**Dataset entries**
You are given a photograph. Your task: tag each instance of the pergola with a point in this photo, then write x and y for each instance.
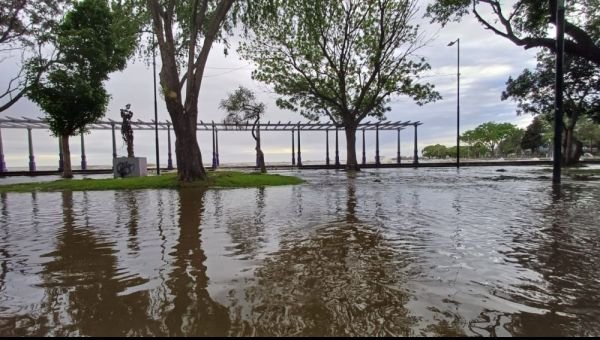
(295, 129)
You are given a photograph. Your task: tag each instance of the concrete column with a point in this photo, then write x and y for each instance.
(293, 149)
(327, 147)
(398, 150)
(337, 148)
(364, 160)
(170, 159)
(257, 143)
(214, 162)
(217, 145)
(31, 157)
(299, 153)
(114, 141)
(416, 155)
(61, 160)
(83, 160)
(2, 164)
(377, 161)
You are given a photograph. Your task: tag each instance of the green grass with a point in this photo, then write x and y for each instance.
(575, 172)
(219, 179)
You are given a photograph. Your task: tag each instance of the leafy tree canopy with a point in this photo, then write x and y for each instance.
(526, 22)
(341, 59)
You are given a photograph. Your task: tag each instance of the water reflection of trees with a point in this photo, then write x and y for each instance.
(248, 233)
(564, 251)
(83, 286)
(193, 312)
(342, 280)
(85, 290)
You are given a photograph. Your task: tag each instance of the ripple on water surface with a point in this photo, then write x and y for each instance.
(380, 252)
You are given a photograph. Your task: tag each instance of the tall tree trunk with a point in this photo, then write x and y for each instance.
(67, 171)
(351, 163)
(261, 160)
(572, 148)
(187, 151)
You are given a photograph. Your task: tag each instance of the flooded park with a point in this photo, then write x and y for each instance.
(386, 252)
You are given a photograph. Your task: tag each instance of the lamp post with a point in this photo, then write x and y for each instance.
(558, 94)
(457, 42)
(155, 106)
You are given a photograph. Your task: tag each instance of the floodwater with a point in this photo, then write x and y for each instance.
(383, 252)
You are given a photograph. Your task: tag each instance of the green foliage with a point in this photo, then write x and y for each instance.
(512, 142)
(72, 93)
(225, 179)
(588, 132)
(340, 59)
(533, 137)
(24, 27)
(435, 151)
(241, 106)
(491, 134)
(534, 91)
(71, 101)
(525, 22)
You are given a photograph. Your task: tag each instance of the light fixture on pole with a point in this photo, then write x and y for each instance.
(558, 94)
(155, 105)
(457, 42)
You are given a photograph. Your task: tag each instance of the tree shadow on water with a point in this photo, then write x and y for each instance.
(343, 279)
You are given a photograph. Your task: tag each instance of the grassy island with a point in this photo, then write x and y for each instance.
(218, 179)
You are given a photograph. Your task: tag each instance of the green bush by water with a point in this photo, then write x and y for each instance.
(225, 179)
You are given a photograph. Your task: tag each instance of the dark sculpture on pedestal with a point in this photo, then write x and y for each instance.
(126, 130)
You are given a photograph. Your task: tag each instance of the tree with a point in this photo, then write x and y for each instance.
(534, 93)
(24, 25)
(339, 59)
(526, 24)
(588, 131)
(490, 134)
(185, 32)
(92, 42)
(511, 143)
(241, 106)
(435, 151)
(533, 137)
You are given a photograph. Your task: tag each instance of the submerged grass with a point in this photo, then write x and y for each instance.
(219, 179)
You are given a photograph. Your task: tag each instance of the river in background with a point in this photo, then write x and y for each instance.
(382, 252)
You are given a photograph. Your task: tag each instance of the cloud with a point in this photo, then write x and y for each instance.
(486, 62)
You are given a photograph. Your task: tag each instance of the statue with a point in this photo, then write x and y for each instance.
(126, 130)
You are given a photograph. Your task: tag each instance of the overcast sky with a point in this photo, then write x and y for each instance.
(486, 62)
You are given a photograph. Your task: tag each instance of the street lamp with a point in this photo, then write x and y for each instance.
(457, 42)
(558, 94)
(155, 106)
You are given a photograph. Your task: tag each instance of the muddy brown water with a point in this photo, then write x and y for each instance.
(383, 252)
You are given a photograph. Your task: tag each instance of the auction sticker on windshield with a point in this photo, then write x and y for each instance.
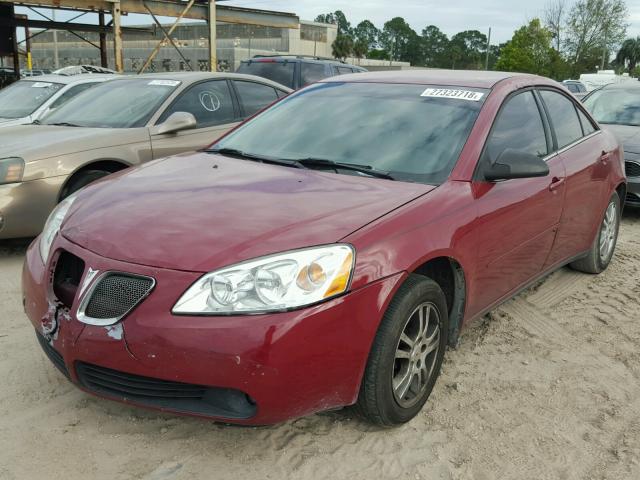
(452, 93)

**Short problem**
Output each line of the listing above, word for word, from the one holding "the green bush" through the last line, both included; omit the pictures.

**Answer below**
You are given a photograph. Your task: tag each instance of the green bush by water with a point in this photo, then write x and y for each instance.
(225, 179)
You are given a photograph. Your task: tag each instance of the dark sculpture on pedestal with a point in this photo, then write x and y for each instance.
(126, 130)
You are given a photograph. Your task: tag each instance of the tree with a point in this photo, then write x and y for each instance.
(534, 93)
(24, 25)
(339, 59)
(526, 24)
(588, 131)
(490, 134)
(185, 32)
(92, 42)
(511, 143)
(241, 106)
(435, 151)
(533, 137)
You are given a photograph. Your task: tag each instance of the submerged grass with a point in this photo, then write x and y for each instance.
(219, 179)
You are given a photograph. Your task: tag each instance of the river in background with a point in this photo, then write x and y for each instance.
(382, 252)
You are given a photograph. Your task: tag each instance of the cloud with a point in this photo, then write x and y for each instance.
(486, 62)
You are given a photograph. Your task: tag each instance of the statue with a point in this photo, then write x and y for each instance.
(126, 130)
You are given a photograph. Your task: tag each instance of the overcast sky with a point in this photo, then write x and y for each instance.
(486, 62)
You are given a photograph. Your task: tag each instance of the street lamp with a point in this photo, then write x and y for each instance.
(457, 42)
(558, 94)
(155, 106)
You are given a photograph. Your task: tag each instance of the muddy brown water with a point in this photo, then write x and y for each instance.
(383, 252)
You are given a photograph. Your task: tag each instance of the auction sticker on windshield with a point in this photo, then write x and y for each instance.
(452, 93)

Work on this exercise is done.